[Items from a dataset]
__________________________________________________

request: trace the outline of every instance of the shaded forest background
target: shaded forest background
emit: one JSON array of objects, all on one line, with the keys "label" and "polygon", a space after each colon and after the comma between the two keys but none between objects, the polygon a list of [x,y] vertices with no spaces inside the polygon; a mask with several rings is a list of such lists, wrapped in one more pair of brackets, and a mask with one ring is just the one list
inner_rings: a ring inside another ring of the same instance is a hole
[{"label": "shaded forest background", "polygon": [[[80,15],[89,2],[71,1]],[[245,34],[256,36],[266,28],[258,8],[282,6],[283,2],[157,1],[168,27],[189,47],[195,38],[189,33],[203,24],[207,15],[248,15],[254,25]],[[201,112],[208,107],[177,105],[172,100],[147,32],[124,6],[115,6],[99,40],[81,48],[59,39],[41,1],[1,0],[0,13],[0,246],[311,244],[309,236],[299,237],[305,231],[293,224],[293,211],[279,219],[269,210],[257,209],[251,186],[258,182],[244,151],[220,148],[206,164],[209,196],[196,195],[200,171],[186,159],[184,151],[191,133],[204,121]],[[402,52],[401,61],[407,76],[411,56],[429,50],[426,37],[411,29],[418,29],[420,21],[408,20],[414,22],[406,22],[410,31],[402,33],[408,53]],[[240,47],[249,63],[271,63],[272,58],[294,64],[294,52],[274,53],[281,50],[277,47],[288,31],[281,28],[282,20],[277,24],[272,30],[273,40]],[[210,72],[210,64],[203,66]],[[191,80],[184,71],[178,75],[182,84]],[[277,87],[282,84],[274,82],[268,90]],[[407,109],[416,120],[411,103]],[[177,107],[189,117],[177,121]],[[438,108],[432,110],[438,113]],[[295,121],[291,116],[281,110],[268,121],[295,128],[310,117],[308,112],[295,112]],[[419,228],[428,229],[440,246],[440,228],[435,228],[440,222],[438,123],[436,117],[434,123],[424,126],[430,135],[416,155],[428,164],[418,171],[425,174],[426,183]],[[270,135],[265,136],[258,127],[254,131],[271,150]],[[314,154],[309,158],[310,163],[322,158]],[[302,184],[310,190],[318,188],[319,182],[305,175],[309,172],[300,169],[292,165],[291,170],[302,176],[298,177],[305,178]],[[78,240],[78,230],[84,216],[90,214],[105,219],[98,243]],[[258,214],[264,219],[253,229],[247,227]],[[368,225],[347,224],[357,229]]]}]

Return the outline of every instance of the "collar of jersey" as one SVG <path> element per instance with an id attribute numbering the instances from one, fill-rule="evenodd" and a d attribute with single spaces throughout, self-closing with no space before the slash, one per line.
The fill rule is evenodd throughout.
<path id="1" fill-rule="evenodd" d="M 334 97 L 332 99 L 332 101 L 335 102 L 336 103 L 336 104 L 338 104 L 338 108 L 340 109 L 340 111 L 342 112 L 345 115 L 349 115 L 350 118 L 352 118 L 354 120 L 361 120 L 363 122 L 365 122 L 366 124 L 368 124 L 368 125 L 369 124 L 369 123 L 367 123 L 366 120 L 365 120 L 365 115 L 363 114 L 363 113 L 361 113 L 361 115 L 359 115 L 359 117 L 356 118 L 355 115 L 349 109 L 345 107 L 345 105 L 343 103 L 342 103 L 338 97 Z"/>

__________________________________________________

**OBJECTIVE**
Please rewrite the entries from the first line through the line containing "inner_rings: a ring", substituting "object" for "instance" and keeping everything else the same. Give only those lines.

**OUTPUT**
request: trace the outline of every object of the shaded forest background
target: shaded forest background
emit: one JSON array of objects, all on one line, with the keys "label" and "polygon", a space after each colon and after the comma between the two keys but none between objects, the polygon a list of [x,y] vertices with no spaces inside the polygon; a mask with several rings is a list of such lists, wrapped in one more pair of brackets, and a mask with one ring is just the one list
inner_rings: a ring inside another ring of the same object is a hole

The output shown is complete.